(CHALLENGE): Reproduce exactly the lines from the one containing "lmbv logo |" through the end of the entries, including both. Drop the pictures.

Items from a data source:
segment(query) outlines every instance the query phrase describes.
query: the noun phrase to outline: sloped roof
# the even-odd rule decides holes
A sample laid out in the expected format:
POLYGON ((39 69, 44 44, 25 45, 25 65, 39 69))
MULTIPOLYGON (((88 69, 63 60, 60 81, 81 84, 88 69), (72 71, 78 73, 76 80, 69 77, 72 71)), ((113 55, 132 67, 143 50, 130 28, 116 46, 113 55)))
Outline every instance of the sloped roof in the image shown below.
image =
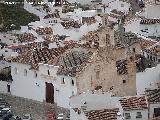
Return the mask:
POLYGON ((31 65, 33 69, 38 68, 38 63, 52 63, 56 64, 58 57, 65 52, 65 48, 34 48, 20 56, 18 56, 15 62, 31 65))
POLYGON ((151 24, 160 24, 160 19, 147 19, 144 18, 140 21, 140 24, 146 24, 146 25, 151 25, 151 24))
POLYGON ((92 52, 81 50, 70 50, 65 52, 59 60, 59 66, 61 66, 57 72, 59 75, 76 76, 77 72, 80 72, 86 65, 92 52))
POLYGON ((145 93, 149 103, 160 102, 160 89, 146 90, 145 93))
POLYGON ((117 120, 119 109, 91 110, 86 112, 88 120, 117 120))
POLYGON ((142 110, 147 109, 147 102, 145 97, 130 97, 120 100, 123 110, 142 110))

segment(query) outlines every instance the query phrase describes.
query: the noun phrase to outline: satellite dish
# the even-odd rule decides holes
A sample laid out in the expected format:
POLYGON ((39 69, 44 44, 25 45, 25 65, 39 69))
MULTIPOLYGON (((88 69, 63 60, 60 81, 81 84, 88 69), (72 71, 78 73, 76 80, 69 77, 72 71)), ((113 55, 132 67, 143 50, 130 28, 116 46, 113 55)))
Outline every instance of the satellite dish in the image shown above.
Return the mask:
POLYGON ((121 113, 120 113, 120 112, 118 112, 118 113, 117 113, 117 116, 121 116, 121 113))

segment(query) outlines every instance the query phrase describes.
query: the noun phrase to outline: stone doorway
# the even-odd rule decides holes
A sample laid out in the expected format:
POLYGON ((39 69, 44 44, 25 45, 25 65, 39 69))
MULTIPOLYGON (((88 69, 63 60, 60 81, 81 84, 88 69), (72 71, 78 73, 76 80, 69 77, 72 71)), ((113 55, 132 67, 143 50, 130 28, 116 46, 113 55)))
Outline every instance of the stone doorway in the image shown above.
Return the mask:
POLYGON ((46 102, 54 103, 54 86, 52 83, 46 82, 46 102))

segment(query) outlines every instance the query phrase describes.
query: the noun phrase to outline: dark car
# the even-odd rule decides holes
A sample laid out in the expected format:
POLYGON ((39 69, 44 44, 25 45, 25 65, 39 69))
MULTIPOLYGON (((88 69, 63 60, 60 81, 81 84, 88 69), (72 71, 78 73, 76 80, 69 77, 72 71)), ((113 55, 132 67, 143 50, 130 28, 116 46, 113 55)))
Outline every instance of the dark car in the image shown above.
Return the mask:
POLYGON ((3 115, 2 120, 9 120, 10 118, 12 118, 13 114, 12 113, 7 113, 5 115, 3 115))
POLYGON ((9 114, 9 113, 12 113, 10 108, 3 108, 0 110, 0 117, 6 115, 6 114, 9 114))

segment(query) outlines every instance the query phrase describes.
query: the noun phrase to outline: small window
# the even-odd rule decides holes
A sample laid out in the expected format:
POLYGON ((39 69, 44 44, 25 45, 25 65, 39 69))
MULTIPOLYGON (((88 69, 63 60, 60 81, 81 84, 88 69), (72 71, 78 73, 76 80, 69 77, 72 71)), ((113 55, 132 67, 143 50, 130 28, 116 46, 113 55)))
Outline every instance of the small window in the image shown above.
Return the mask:
POLYGON ((34 72, 34 78, 37 78, 37 72, 34 72))
POLYGON ((11 92, 11 86, 7 85, 7 92, 11 92))
POLYGON ((125 119, 131 119, 130 113, 125 113, 125 119))
POLYGON ((17 74, 17 68, 16 67, 14 68, 14 73, 17 74))
POLYGON ((125 84, 125 83, 126 83, 126 80, 123 80, 123 83, 125 84))
POLYGON ((65 79, 64 79, 64 77, 62 78, 62 82, 61 82, 62 84, 65 84, 65 79))
POLYGON ((48 75, 50 75, 50 71, 48 70, 48 75))
POLYGON ((136 52, 136 49, 135 49, 135 48, 133 48, 133 52, 136 52))
POLYGON ((97 71, 96 72, 96 79, 99 79, 100 77, 99 77, 99 74, 100 74, 100 71, 97 71))
POLYGON ((121 4, 121 7, 124 7, 124 4, 121 4))
POLYGON ((156 58, 155 58, 155 57, 153 57, 153 61, 154 61, 154 62, 156 61, 156 58))
POLYGON ((141 114, 141 112, 137 112, 137 116, 136 116, 136 118, 142 118, 142 114, 141 114))
POLYGON ((27 70, 24 69, 24 76, 27 76, 27 70))
POLYGON ((72 80, 72 86, 74 86, 74 80, 72 80))

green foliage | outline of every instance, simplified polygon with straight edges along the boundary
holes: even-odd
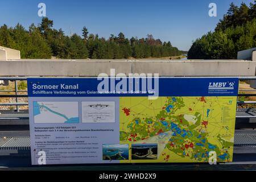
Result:
[[[250,7],[232,3],[227,14],[209,32],[193,43],[188,59],[237,59],[237,52],[256,47],[256,1]]]
[[[43,18],[36,27],[34,24],[28,31],[18,24],[15,27],[6,25],[0,27],[0,46],[20,51],[22,58],[117,59],[160,57],[179,56],[186,53],[173,47],[171,43],[155,39],[152,35],[146,38],[129,40],[120,32],[112,34],[108,40],[97,34],[90,34],[84,27],[82,38],[75,34],[65,35],[61,29],[53,28],[53,21]]]

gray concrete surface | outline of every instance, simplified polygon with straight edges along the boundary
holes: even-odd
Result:
[[[15,50],[13,49],[10,49],[9,48],[0,46],[0,49],[2,51],[6,51],[6,59],[3,59],[3,60],[17,60],[20,59],[20,52],[18,50]],[[4,53],[2,53],[4,55]],[[0,55],[1,53],[0,53]],[[0,56],[1,57],[1,56]],[[2,59],[0,58],[0,60]]]
[[[0,61],[0,76],[97,76],[101,73],[159,73],[171,76],[255,76],[256,61],[20,60]]]
[[[237,52],[238,59],[252,60],[252,53],[254,51],[256,51],[256,47],[251,49],[243,50]]]

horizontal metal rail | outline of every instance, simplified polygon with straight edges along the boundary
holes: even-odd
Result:
[[[92,77],[77,77],[77,76],[49,76],[49,77],[43,77],[43,78],[97,78],[97,76],[92,76]],[[30,76],[30,77],[0,77],[0,80],[27,80],[27,78],[43,78],[40,76]],[[256,76],[159,76],[159,78],[238,78],[239,80],[256,80]]]

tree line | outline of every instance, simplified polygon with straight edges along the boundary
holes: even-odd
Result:
[[[233,3],[213,32],[193,43],[188,59],[237,59],[237,52],[256,47],[256,0],[247,6]]]
[[[89,34],[82,29],[82,37],[76,34],[67,36],[61,29],[53,28],[53,22],[43,18],[38,26],[32,24],[28,30],[18,23],[15,27],[0,27],[0,46],[20,51],[23,59],[128,59],[179,56],[186,52],[162,42],[152,35],[146,38],[129,39],[120,32],[109,39]]]

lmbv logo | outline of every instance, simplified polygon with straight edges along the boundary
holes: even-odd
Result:
[[[217,82],[209,83],[209,89],[234,89],[234,82]]]

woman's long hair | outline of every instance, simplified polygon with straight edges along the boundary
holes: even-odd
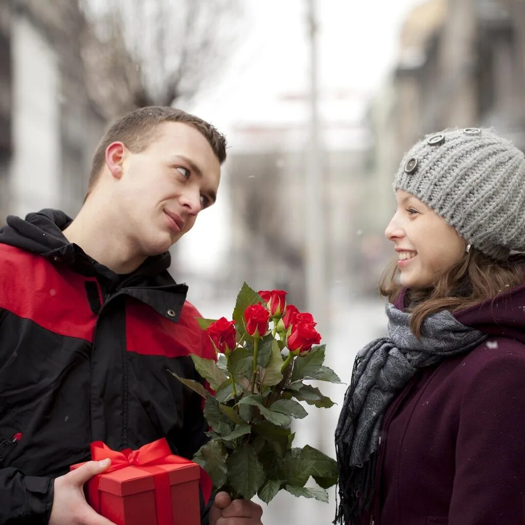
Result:
[[[443,310],[457,312],[523,284],[524,270],[525,255],[500,260],[471,249],[450,268],[436,274],[432,287],[407,291],[405,303],[412,314],[413,333],[421,337],[423,321],[432,313]],[[381,277],[380,291],[390,302],[395,302],[403,289],[397,261],[393,261]]]

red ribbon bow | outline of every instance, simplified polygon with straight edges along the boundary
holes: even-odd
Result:
[[[113,472],[133,465],[153,474],[159,525],[172,523],[173,509],[169,476],[167,472],[156,466],[166,464],[191,465],[192,461],[172,454],[164,438],[144,445],[136,450],[126,448],[120,452],[112,450],[101,441],[94,441],[91,443],[91,459],[93,461],[101,461],[107,458],[111,460],[111,466],[105,472]],[[93,508],[97,511],[100,510],[98,490],[102,475],[96,477],[97,482],[88,485],[89,499]],[[207,503],[212,493],[212,480],[202,468],[200,482],[204,501]]]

(WORKED SOLUTION):
lmbv logo | outline of every instance, simplified polygon with straight edges along the boundary
holes: even-odd
Result:
[[[217,82],[209,83],[209,89],[234,89],[234,82]]]

woman's long hair | outline of every instance, simplified polygon with straight edges along the boundary
holes: even-odd
Result:
[[[443,310],[457,312],[523,284],[524,270],[525,255],[500,260],[471,249],[450,268],[436,274],[432,287],[407,291],[405,303],[412,314],[413,333],[421,337],[423,321],[432,313]],[[381,277],[380,291],[390,302],[395,302],[403,289],[397,261],[393,261]]]

red ribbon bow | outline of every instance, simplified polygon with straight edges along the boundary
holes: even-odd
Result:
[[[113,472],[133,465],[153,474],[159,525],[172,523],[173,509],[169,476],[167,472],[156,466],[166,464],[191,465],[192,461],[172,454],[164,438],[144,445],[136,450],[126,448],[120,452],[112,450],[101,441],[94,441],[91,443],[91,459],[93,461],[101,461],[107,458],[111,460],[111,466],[105,472]],[[93,508],[97,511],[100,510],[98,490],[102,475],[96,477],[97,482],[88,485],[89,499]],[[207,503],[212,493],[212,480],[202,468],[200,482],[204,501]]]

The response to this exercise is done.